WHAT TO WORK ON: Please revise the records below so that "outline" becomes "mark" wherever it occurs. Keep everything else the same.

|---|

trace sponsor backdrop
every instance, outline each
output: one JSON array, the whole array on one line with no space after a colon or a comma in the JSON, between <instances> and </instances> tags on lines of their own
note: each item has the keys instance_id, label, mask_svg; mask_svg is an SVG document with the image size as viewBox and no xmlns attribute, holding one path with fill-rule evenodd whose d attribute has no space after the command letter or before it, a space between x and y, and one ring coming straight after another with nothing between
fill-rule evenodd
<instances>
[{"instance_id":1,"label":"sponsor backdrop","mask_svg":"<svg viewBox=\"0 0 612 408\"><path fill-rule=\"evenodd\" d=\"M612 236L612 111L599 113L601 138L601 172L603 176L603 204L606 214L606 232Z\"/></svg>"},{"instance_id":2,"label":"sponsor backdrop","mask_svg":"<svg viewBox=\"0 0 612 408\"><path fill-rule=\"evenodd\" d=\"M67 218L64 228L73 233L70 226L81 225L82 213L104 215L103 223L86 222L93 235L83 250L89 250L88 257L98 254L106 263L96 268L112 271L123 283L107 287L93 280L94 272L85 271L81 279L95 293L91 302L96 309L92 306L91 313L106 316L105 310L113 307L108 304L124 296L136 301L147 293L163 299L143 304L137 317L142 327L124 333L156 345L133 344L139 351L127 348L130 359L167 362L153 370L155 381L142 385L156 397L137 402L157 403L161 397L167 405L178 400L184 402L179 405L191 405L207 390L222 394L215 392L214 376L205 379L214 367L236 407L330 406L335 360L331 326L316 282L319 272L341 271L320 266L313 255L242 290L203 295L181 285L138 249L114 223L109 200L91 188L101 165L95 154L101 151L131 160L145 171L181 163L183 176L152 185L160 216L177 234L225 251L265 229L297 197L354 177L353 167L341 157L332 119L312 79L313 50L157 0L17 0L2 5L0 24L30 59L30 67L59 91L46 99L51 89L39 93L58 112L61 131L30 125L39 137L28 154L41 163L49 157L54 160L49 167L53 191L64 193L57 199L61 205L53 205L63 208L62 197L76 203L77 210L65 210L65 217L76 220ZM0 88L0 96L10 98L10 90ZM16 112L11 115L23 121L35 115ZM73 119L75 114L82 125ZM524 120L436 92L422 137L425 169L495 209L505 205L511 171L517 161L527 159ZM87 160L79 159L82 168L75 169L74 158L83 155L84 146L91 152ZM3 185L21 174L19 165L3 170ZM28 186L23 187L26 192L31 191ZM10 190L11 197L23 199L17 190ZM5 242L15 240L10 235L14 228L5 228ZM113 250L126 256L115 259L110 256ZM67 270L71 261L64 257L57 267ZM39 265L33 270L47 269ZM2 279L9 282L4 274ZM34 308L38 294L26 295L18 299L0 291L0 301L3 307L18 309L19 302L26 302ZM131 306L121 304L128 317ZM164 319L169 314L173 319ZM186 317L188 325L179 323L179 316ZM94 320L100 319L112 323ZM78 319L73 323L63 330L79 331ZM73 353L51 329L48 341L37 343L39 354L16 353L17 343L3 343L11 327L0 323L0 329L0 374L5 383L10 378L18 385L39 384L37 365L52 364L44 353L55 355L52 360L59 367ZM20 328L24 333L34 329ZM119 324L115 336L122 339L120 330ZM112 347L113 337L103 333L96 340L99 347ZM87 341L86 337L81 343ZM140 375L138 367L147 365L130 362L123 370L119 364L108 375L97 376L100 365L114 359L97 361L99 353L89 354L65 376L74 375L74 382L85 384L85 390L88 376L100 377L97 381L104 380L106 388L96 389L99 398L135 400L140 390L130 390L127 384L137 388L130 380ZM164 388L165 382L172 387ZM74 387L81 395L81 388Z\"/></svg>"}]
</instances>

|---|

SOLUTION:
trace sponsor backdrop
every instance, mark each
output: one JSON array, the whole array on one line with no space after a colon or a comma in the JSON, between <instances> and </instances> tags on lines of their own
note: each item has the keys instance_id, label, mask_svg; mask_svg is an SVG document with the image size as viewBox and no xmlns attribute, holding one path with fill-rule evenodd whose d attribute has no space after the command letter or before it, a space between x and y, and one ring coming straight after another with nothing between
fill-rule evenodd
<instances>
[{"instance_id":1,"label":"sponsor backdrop","mask_svg":"<svg viewBox=\"0 0 612 408\"><path fill-rule=\"evenodd\" d=\"M612 236L612 111L599 113L601 138L601 172L603 176L603 204L606 214L606 232Z\"/></svg>"},{"instance_id":2,"label":"sponsor backdrop","mask_svg":"<svg viewBox=\"0 0 612 408\"><path fill-rule=\"evenodd\" d=\"M67 218L64 228L73 233L70 226L81 225L82 213L104 215L103 223L86 222L93 235L83 250L89 250L88 257L98 254L106 263L96 268L112 271L123 283L107 287L93 280L94 272L85 271L81 279L95 293L91 302L96 309L92 306L91 313L106 316L105 310L113 307L108 304L124 296L136 301L147 293L163 299L143 304L137 317L142 327L124 333L156 345L133 344L139 351L127 348L130 359L167 362L153 370L155 381L142 385L156 397L137 402L157 403L161 397L167 405L178 400L184 402L179 405L191 405L207 390L222 394L215 392L214 376L205 379L214 367L236 407L330 406L335 360L331 326L316 282L319 272L341 271L320 266L313 255L242 290L203 295L181 285L138 249L114 223L109 200L91 188L101 165L95 154L101 151L131 160L145 171L181 163L183 176L152 185L160 216L177 234L225 251L265 229L297 197L354 177L353 167L341 157L332 119L312 79L313 50L157 0L17 0L2 5L0 24L30 59L30 67L59 91L46 99L51 89L39 93L58 112L61 131L30 125L39 137L28 154L41 163L49 157L54 160L49 167L53 191L64 193L57 199L61 205L53 205L63 208L62 197L76 203L77 210L65 210L65 217L76 220ZM0 88L0 96L10 98L10 90ZM16 112L11 115L23 121L35 115ZM73 119L75 114L82 125ZM524 120L436 92L422 137L425 169L495 209L505 205L511 171L517 161L527 159ZM87 160L79 159L82 168L75 169L74 158L83 155L84 146L91 152ZM3 185L21 174L19 165L3 170ZM28 186L23 187L26 192L31 191ZM10 190L11 197L23 199L17 190ZM5 242L15 240L10 235L14 228L5 228ZM113 250L126 256L115 259L110 256ZM67 270L71 261L64 257L57 267ZM39 265L33 270L47 269ZM2 279L9 282L4 274ZM34 308L38 294L26 295L18 299L0 291L0 301L3 307L18 309L19 302L26 302ZM131 306L121 304L128 317ZM164 319L169 314L173 319ZM186 317L188 325L179 323L179 316ZM94 320L100 319L112 323ZM78 319L73 323L63 330L79 331ZM73 353L51 329L48 341L37 343L39 354L16 353L17 343L3 343L11 327L0 323L0 329L0 374L5 383L10 378L18 385L39 384L37 365L52 364L44 353L55 355L52 360L59 367ZM20 328L24 333L34 329ZM119 324L115 336L122 339L120 330ZM112 347L113 337L103 333L96 340L99 347ZM87 341L86 337L81 343ZM140 375L138 367L147 365L130 362L123 370L119 364L108 375L97 376L100 365L114 359L97 361L99 353L89 354L65 376L74 375L74 382L85 384L85 390L88 376L100 377L97 381L104 380L106 388L96 389L99 398L135 400L140 390L130 390L127 384L137 388L130 380ZM164 388L165 382L172 387ZM74 387L81 395L81 388Z\"/></svg>"}]
</instances>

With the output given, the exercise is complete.